TASK OBJECTIVE >> Could you rewrite the section of the 40th Division passage starting with "To recreate the" and going on through "formation was disbanded.", swapping "formation" for "unit"?

Royal Army Medical Corps
- 135th Field Ambulance
- 136th Field Ambulance
- 137th Field Ambulance
- 83rd Sanitary Section (left April 1917)

=== Second World War ===

40th Infantry Division sign, Second World War (deception)

The 40th Infantry Division was notionally created on 9 November 1943 as part of Operation Foynes. Operation Foynes was a deception plan to "conceal from the Germans the weakening of the allied position in the Mediterranean". To aid in the build-up for Operation Overlord, eight veteran British and American divisions were withdrawn to the United Kingdom. They were replaced by three genuine divisions. To cover the shortfall, four phantom divisions were created in the theatre and a further two were "held in readiness to be "sent" but were never used".

To recreate the 40th Division, the 43rd Infantry Brigade, formed for internal security duties in the Lines of Communication of AFHQ, was renamed as a division, for deception purposes, with the battalions playing the role of brigades.

==== Order of Battle ====
- Brigadier G H P Whitfield (given local rank of Major General)
  - 30th battalion, Somerset Light Infantry (119th Brigade)
  - 30th battalion, Royal Norfolk Regiment (120th Brigade)
  - 30th battalion, Dorset Regiment (121st Brigade)

To keep up appearances, the battalion commanding officers flew brigadier pennants, and a divisional insignia adapted from the First World War's 40th Division was adopted and worn (these were manufactured locally). The deception was played out until June 1944, when the formation was disbanded.

GIVEN DATA >>
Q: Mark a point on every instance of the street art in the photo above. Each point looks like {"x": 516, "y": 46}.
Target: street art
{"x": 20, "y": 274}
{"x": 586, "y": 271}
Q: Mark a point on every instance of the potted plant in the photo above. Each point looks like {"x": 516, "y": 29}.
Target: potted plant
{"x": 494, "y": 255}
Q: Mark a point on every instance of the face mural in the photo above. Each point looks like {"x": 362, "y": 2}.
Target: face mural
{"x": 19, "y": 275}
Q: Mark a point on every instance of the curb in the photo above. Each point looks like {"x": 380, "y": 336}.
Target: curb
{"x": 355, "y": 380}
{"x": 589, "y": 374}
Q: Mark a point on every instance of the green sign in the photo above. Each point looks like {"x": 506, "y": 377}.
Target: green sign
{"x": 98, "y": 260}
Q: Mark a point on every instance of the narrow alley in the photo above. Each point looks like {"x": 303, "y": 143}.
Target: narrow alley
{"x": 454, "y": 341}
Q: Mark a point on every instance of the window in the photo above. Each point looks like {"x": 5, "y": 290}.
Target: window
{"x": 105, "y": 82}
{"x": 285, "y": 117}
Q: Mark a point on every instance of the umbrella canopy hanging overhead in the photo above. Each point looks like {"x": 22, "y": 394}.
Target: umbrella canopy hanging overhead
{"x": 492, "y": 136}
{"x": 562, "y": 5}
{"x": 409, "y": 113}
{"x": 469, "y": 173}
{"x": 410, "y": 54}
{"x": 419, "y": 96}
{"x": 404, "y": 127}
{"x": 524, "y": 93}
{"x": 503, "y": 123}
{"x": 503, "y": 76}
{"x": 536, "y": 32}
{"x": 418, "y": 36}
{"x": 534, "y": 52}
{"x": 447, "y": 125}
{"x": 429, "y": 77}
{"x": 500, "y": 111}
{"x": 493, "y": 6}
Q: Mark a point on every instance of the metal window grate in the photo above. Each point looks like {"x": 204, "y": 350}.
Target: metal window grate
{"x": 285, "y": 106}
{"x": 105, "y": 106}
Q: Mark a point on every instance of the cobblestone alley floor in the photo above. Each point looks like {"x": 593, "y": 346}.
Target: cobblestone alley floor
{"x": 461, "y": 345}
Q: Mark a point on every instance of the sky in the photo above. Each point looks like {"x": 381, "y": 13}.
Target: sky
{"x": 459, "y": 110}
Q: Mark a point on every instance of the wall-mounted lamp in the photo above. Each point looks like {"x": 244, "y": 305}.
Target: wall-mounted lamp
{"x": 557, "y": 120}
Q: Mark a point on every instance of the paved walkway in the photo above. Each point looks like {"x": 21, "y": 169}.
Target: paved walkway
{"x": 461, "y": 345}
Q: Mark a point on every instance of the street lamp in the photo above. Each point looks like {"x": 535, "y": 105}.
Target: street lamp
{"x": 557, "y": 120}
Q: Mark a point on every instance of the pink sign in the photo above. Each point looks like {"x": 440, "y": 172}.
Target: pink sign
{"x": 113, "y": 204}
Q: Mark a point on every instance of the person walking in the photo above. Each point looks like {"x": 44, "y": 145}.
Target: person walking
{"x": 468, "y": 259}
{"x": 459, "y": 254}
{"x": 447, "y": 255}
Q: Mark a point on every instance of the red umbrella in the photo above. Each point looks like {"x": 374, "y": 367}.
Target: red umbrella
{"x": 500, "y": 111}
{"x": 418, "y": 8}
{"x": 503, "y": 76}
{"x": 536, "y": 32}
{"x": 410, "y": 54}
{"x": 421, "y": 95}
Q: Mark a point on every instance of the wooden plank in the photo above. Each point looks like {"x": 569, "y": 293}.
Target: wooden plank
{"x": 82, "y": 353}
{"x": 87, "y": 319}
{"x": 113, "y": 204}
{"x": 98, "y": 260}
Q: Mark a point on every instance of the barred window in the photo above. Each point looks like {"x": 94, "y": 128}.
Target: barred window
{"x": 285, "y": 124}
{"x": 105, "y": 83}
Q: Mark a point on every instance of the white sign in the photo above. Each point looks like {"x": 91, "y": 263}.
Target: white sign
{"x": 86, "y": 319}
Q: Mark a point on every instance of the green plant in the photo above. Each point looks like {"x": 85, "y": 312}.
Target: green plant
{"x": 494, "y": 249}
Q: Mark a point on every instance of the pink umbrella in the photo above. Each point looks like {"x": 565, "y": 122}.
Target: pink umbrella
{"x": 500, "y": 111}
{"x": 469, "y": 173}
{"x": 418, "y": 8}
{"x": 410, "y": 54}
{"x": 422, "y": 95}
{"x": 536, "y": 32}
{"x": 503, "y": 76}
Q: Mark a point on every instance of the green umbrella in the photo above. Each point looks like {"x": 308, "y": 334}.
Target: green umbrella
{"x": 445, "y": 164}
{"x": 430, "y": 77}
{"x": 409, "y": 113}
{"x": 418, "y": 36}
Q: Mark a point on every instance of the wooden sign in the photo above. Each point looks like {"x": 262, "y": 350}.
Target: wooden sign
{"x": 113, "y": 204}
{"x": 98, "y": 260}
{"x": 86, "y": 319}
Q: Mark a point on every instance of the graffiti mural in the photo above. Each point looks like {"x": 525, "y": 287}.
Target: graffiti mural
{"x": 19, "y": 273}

YOUR RESPONSE >>
To recreate the 40th Division, the 43rd Infantry Brigade, formed for internal security duties in the Lines of Communication of AFHQ, was renamed as a division, for deception purposes, with the battalions playing the role of brigades.

==== Order of Battle ====
- Brigadier G H P Whitfield (given local rank of Major General)
  - 30th battalion, Somerset Light Infantry (119th Brigade)
  - 30th battalion, Royal Norfolk Regiment (120th Brigade)
  - 30th battalion, Dorset Regiment (121st Brigade)

To keep up appearances, the battalion commanding officers flew brigadier pennants, and a divisional insignia adapted from the First World War's 40th Division was adopted and worn (these were manufactured locally). The deception was played out until June 1944, when the unit was disbanded.